§ **EXERCISE**:
Gather every line in the records below that contains the string "parked", treating uppercase and lowercase letters as different.

===== DATASET

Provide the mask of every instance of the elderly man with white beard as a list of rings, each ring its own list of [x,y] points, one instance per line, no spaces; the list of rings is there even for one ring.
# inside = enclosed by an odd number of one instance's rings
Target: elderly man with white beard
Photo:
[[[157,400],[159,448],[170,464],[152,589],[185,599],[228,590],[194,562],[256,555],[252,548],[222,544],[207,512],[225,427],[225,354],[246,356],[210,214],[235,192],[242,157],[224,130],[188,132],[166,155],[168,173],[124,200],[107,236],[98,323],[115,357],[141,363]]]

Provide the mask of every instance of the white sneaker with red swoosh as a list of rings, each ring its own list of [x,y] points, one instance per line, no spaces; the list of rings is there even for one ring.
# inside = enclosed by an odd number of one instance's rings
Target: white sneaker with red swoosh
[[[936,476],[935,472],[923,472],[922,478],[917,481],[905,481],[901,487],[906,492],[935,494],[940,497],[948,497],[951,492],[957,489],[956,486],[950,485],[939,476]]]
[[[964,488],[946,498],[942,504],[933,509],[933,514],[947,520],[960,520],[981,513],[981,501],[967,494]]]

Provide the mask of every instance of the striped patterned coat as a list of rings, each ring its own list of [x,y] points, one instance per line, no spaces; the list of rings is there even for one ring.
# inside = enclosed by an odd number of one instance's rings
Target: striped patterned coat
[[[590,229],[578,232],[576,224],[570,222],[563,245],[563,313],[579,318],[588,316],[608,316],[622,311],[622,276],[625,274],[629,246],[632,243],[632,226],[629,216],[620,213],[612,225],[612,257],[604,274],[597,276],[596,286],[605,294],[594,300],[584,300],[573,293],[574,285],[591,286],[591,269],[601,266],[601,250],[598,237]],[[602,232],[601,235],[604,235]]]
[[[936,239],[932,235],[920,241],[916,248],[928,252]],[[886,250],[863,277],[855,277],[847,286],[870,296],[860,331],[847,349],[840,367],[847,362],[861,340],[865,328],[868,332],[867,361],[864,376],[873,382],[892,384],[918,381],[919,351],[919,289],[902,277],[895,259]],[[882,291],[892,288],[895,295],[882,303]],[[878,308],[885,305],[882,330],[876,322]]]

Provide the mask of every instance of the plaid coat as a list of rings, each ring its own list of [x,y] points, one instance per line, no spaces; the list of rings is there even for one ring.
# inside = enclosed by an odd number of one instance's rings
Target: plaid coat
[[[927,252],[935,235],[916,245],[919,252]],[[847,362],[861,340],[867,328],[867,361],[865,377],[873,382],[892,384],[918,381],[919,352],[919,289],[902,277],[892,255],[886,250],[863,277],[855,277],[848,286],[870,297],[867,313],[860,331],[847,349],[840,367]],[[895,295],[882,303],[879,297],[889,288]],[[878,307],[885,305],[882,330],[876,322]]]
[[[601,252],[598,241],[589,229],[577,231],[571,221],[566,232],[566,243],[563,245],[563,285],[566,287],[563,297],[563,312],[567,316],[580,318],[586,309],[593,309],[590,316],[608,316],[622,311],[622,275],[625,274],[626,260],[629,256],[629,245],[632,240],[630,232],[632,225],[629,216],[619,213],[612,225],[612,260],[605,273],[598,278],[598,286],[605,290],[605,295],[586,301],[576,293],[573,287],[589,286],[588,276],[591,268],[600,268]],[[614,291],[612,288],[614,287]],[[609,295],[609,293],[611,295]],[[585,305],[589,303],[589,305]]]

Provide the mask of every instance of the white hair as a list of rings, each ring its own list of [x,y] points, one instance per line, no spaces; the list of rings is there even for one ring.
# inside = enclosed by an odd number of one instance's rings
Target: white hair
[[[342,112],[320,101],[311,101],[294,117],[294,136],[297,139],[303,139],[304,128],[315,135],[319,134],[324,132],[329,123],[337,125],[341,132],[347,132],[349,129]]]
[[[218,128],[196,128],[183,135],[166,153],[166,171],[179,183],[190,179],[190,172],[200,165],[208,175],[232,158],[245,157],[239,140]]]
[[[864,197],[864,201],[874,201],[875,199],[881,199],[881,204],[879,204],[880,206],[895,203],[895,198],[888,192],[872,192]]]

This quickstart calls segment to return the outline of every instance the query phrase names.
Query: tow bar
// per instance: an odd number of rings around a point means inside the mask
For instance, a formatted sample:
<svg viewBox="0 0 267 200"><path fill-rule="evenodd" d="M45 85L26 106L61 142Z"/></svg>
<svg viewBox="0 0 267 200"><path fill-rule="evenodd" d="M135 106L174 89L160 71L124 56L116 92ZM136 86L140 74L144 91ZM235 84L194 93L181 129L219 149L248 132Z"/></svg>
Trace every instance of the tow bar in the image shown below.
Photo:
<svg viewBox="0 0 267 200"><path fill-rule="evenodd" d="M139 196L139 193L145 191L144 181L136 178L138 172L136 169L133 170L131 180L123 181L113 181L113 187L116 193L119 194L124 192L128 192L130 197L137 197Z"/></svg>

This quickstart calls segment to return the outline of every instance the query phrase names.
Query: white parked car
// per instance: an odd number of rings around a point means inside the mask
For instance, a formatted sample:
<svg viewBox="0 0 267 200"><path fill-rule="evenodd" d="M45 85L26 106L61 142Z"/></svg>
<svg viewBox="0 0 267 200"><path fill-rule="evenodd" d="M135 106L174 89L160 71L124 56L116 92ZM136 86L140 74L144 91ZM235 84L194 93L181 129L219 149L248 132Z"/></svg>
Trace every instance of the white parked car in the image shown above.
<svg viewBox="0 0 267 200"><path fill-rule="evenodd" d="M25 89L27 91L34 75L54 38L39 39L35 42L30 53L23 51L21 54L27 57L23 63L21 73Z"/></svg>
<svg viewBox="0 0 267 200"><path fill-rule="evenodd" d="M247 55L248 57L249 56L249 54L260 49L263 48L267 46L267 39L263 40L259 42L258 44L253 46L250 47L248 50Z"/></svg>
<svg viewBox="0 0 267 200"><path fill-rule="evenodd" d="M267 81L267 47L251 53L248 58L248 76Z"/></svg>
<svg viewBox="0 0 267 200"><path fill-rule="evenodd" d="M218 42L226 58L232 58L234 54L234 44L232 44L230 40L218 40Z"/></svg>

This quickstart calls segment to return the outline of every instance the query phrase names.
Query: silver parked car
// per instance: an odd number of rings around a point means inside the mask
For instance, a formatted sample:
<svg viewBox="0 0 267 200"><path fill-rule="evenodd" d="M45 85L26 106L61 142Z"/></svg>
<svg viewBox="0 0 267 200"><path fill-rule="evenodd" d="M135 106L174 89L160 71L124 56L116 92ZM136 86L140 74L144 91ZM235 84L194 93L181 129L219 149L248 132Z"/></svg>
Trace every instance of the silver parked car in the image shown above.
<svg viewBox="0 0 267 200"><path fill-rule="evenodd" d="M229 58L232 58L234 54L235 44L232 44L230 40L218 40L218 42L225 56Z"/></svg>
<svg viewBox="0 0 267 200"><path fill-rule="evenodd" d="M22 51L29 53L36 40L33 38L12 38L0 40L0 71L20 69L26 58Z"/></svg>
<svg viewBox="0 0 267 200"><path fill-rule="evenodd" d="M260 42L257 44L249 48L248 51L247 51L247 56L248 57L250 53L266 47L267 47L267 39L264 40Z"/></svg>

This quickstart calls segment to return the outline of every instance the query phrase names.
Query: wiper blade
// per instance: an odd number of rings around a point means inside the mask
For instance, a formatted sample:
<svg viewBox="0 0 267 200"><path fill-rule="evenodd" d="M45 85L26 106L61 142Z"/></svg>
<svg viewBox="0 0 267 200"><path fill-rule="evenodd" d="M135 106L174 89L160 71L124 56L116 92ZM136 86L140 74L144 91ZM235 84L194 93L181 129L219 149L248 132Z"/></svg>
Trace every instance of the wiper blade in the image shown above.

==========

§ **RESULT FOR THIS EXERCISE**:
Query: white parked car
Trace every instance of the white parked car in the image shown above.
Query: silver parked car
Trace every instance of the silver parked car in the image shown above.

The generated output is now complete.